**EXERCISE AIM:**
From the line bearing "# point at: red jacket (one per instance)" down to the final line of the records below, give every line again exactly and add nothing.

**GIVEN DATA:**
----------------------------------------

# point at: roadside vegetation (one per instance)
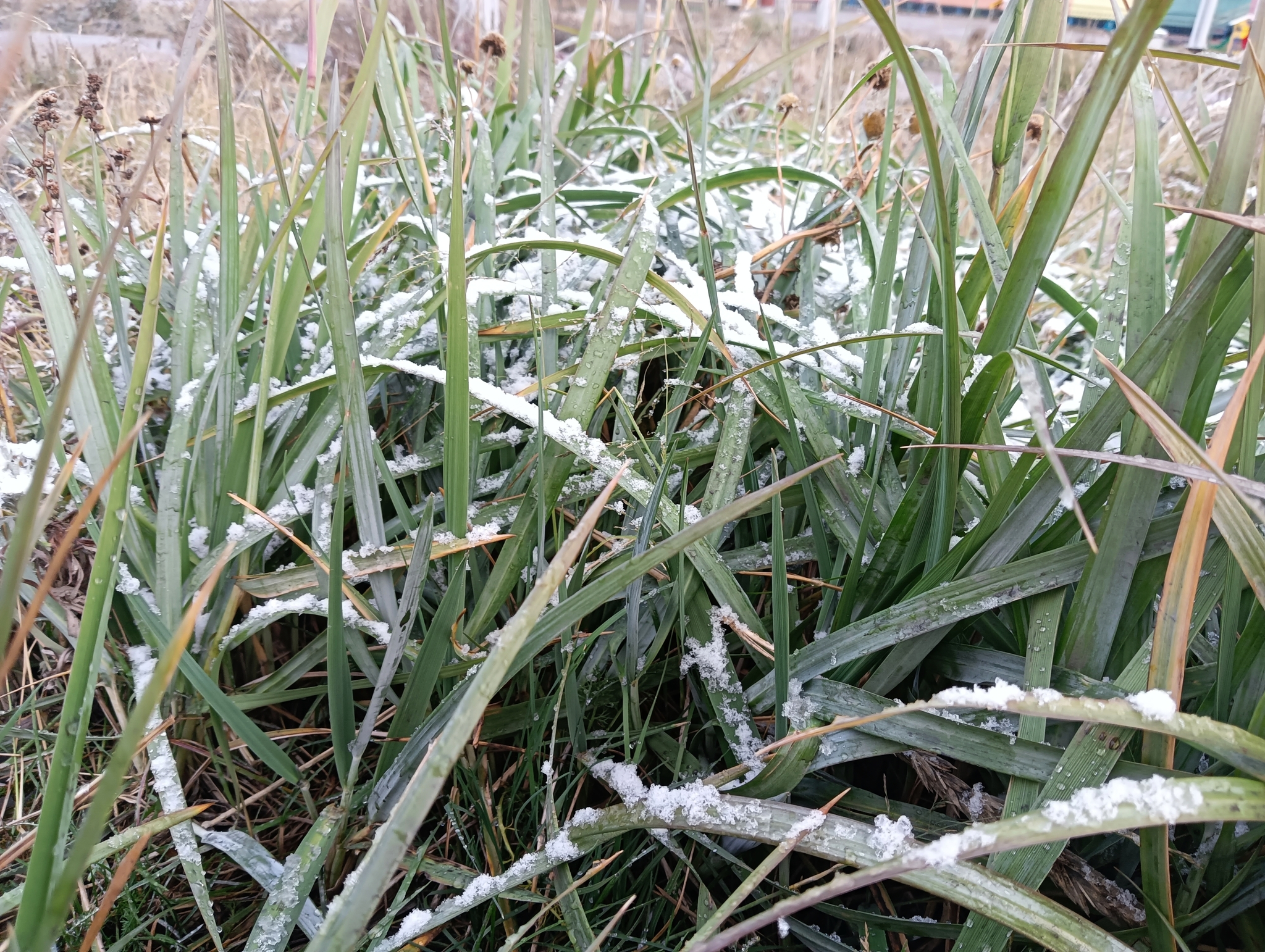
(561, 491)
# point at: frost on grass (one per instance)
(267, 612)
(994, 698)
(1154, 704)
(1158, 798)
(799, 708)
(692, 804)
(951, 848)
(167, 784)
(712, 659)
(891, 836)
(485, 887)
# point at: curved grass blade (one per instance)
(287, 898)
(1119, 806)
(346, 924)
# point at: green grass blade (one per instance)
(280, 914)
(346, 923)
(342, 708)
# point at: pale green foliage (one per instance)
(647, 382)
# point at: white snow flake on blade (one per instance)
(994, 698)
(1161, 800)
(1154, 704)
(891, 836)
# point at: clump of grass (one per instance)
(509, 495)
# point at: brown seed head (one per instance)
(494, 44)
(47, 117)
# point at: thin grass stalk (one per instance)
(80, 684)
(951, 421)
(346, 924)
(457, 405)
(120, 761)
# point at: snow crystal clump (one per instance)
(994, 698)
(891, 836)
(1154, 704)
(948, 849)
(810, 822)
(857, 461)
(799, 708)
(696, 803)
(1159, 798)
(18, 467)
(128, 583)
(198, 540)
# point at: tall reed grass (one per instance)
(496, 493)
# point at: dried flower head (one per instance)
(89, 105)
(494, 44)
(47, 118)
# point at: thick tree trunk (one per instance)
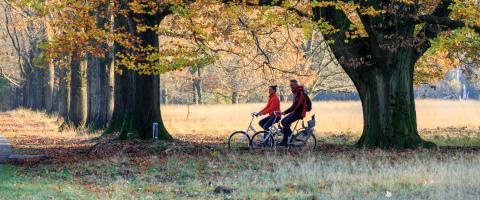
(388, 104)
(100, 91)
(143, 96)
(77, 113)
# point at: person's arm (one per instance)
(293, 106)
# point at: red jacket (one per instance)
(299, 105)
(272, 105)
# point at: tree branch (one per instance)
(444, 21)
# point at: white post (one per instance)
(155, 131)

----------------------------------------

**EXERCISE RESULT:**
# point at: red jacket (one per instance)
(299, 105)
(272, 105)
# point at: tree branch (one per instance)
(444, 21)
# point at: white post (one per instance)
(155, 131)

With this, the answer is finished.